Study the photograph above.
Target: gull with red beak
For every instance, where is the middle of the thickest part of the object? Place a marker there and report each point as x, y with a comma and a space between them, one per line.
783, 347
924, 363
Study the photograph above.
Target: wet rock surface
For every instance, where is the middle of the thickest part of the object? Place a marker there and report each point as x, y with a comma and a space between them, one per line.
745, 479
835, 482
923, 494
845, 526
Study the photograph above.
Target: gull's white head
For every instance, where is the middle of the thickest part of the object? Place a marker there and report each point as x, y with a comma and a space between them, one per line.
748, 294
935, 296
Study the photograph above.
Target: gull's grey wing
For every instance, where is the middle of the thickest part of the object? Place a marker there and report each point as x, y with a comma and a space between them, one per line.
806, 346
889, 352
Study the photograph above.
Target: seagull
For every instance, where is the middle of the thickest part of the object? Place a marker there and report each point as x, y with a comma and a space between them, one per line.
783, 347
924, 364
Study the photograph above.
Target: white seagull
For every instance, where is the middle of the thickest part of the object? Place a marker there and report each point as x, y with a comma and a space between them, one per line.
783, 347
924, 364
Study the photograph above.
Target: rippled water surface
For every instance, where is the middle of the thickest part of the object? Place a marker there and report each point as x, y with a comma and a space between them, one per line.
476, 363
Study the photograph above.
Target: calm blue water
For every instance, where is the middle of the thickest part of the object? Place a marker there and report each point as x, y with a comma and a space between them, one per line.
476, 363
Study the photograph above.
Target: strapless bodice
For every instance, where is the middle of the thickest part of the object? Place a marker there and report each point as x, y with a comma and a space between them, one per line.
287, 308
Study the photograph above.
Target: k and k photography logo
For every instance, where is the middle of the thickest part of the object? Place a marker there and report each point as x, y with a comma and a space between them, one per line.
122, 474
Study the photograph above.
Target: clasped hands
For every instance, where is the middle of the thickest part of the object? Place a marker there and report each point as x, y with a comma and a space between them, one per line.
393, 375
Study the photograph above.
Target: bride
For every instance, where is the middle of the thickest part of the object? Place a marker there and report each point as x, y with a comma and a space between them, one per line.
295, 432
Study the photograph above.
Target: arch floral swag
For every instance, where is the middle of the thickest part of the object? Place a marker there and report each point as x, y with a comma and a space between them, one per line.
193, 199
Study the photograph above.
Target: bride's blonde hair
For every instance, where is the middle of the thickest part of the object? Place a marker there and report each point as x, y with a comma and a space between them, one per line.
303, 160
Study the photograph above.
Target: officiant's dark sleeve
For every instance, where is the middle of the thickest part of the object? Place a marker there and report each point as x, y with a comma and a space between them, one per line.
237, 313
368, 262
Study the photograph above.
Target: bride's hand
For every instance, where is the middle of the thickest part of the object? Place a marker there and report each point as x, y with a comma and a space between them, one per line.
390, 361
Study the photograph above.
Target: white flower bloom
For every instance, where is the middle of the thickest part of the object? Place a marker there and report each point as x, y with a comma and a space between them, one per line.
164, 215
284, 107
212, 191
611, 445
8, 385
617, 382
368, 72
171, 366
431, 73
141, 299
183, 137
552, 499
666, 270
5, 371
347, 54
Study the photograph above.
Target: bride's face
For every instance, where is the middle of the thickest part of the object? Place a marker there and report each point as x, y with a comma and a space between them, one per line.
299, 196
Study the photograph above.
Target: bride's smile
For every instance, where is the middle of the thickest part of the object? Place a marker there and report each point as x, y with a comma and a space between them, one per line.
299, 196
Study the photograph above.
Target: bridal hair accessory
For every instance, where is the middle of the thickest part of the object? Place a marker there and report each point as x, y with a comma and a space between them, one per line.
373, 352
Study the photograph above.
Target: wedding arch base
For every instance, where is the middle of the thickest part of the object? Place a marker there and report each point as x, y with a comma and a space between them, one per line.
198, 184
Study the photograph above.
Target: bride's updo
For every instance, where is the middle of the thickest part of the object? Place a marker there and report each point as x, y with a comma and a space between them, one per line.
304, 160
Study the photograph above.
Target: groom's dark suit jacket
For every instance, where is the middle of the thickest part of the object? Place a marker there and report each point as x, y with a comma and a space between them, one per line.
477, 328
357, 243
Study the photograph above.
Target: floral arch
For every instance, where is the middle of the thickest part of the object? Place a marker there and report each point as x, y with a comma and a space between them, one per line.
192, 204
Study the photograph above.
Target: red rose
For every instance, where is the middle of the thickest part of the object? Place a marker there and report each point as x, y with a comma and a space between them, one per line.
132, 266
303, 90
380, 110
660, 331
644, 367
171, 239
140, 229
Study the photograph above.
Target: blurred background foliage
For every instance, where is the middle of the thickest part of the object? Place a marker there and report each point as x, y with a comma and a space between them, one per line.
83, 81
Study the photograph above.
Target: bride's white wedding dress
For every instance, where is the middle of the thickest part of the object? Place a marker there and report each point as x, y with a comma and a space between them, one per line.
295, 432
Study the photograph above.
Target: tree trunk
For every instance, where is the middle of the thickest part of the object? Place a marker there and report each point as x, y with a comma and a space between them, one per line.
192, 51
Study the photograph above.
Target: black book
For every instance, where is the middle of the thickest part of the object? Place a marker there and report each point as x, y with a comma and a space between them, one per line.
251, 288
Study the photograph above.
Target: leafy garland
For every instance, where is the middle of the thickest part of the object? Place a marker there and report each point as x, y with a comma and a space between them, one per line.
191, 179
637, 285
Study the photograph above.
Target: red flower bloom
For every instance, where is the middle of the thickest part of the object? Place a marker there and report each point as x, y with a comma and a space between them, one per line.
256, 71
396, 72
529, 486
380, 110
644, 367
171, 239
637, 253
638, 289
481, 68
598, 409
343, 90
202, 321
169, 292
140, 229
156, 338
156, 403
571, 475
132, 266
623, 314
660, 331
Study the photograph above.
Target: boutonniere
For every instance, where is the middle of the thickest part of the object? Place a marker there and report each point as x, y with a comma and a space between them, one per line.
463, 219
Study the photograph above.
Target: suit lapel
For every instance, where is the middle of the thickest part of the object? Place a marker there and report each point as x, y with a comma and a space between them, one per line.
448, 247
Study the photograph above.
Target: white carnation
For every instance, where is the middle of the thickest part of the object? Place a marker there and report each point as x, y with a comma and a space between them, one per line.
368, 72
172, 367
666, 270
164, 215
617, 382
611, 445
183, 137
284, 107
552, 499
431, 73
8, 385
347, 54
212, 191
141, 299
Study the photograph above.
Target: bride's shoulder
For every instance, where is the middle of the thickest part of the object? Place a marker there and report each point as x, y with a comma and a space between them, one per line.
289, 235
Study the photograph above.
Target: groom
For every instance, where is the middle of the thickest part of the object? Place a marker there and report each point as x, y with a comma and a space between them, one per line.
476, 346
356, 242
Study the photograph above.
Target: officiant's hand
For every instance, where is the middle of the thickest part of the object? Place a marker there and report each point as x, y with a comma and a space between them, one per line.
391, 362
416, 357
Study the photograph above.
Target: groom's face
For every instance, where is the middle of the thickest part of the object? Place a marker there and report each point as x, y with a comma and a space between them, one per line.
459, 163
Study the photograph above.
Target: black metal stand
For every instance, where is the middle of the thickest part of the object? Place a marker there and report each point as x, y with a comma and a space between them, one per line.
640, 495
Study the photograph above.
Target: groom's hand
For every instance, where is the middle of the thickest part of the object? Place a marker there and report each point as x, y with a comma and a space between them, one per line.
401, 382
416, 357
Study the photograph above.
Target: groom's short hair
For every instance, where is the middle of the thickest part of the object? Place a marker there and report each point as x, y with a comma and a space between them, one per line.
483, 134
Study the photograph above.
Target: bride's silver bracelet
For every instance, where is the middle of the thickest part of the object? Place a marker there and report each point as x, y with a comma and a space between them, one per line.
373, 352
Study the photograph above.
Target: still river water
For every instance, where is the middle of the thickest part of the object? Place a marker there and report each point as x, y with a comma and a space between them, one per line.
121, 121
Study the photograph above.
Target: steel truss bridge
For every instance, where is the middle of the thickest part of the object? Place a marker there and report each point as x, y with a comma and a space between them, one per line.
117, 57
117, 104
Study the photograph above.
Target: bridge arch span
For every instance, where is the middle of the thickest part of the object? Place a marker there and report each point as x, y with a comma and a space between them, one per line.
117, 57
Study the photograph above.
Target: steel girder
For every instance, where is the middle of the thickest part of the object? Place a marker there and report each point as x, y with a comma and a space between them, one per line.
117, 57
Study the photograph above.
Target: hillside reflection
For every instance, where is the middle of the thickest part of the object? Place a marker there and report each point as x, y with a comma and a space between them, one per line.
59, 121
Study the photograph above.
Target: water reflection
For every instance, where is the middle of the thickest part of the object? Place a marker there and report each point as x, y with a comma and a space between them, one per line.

====

TASK
State how many lines of the records above contain the string "flower", matching case exactly. Give only the number.

THE COMPLETED TASK
2